* DATASET EXCERPTS
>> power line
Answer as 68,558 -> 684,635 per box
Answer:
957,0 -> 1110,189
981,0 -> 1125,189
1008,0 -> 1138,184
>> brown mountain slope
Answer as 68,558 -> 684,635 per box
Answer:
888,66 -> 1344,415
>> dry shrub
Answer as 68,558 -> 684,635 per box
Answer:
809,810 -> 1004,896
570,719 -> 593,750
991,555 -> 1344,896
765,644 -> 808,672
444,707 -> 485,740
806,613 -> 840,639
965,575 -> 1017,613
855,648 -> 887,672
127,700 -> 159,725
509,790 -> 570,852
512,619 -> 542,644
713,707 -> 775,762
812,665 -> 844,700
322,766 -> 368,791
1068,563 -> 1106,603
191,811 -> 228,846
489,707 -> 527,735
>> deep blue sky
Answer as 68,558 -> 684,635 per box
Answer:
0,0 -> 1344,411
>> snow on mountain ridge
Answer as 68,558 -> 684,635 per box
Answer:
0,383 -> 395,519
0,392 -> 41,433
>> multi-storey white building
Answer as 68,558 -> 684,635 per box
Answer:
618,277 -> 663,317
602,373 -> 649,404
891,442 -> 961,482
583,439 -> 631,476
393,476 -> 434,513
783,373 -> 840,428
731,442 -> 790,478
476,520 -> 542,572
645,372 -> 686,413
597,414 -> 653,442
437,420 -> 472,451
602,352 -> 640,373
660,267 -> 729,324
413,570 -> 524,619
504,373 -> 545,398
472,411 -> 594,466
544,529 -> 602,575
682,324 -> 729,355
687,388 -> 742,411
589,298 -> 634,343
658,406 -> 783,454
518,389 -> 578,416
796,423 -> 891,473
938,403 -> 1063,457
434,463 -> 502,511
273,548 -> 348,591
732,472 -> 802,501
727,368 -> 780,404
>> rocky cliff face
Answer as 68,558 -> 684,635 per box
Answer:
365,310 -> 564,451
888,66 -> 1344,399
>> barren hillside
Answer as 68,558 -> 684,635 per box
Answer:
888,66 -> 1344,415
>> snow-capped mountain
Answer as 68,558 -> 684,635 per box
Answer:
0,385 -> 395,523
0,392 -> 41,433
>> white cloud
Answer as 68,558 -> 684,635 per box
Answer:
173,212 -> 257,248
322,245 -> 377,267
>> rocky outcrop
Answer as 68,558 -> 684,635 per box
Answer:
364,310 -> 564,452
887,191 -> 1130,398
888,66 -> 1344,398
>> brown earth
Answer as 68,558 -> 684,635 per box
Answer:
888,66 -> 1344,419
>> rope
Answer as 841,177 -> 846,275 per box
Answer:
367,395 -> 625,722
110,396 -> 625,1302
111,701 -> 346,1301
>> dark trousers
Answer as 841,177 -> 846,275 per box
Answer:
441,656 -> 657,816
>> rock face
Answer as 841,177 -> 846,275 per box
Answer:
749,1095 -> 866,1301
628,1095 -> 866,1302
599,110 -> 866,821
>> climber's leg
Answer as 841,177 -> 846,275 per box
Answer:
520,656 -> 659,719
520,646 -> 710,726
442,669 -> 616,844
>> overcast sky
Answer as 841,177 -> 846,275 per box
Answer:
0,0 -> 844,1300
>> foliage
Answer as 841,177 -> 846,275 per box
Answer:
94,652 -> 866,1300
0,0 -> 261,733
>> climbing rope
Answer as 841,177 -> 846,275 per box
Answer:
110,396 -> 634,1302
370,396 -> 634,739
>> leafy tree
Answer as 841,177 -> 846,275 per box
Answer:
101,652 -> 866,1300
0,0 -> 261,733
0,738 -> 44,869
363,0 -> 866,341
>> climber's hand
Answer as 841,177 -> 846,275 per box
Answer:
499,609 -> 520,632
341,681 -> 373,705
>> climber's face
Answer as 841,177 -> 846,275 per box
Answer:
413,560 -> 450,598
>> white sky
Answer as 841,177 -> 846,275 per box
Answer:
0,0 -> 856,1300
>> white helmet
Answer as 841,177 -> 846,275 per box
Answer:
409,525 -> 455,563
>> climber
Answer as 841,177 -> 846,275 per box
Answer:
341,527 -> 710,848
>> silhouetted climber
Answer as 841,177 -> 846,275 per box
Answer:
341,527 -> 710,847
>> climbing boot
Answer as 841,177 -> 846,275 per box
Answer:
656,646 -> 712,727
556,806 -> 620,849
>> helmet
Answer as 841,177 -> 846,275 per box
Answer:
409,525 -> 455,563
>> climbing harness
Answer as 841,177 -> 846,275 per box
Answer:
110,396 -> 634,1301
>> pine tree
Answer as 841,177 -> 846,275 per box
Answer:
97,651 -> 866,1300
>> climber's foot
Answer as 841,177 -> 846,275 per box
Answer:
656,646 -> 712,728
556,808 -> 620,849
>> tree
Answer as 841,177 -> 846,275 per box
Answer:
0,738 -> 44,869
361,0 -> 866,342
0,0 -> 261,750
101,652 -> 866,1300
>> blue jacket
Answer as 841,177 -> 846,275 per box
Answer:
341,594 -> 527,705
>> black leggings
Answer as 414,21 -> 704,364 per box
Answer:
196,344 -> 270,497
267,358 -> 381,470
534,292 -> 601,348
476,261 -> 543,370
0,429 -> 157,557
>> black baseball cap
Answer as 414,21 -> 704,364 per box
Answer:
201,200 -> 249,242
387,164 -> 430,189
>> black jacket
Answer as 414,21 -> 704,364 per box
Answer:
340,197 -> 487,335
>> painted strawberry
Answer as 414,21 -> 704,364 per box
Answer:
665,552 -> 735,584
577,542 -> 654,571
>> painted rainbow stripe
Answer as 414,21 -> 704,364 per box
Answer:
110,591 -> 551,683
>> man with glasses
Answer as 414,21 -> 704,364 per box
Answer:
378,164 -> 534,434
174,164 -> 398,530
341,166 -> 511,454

* TASK STATEMENT
Starting at the item line containing "black baseball cap" and continuing through the end of the items, rewrite those lines with every "black" switched to "dark gray", leaving everything else unchanged.

* COMPLETED EXERCISE
>> dark gray baseball cap
Answer as 414,21 -> 704,364 per box
Answer:
201,200 -> 249,242
387,164 -> 430,189
>> dark gray jacket
Answer as 414,21 -> 704,364 per box
Answer:
340,197 -> 487,335
>> painted strawberry
Answer as 414,21 -> 704,364 per box
Answer:
665,552 -> 735,584
577,542 -> 654,571
>> painted rainbow stripe
Answer as 414,21 -> 704,364 per box
Answer:
110,591 -> 551,683
>> man with glasses
Answer as 414,21 -> 704,364 per box
Answer:
378,164 -> 534,434
174,164 -> 398,530
341,166 -> 511,454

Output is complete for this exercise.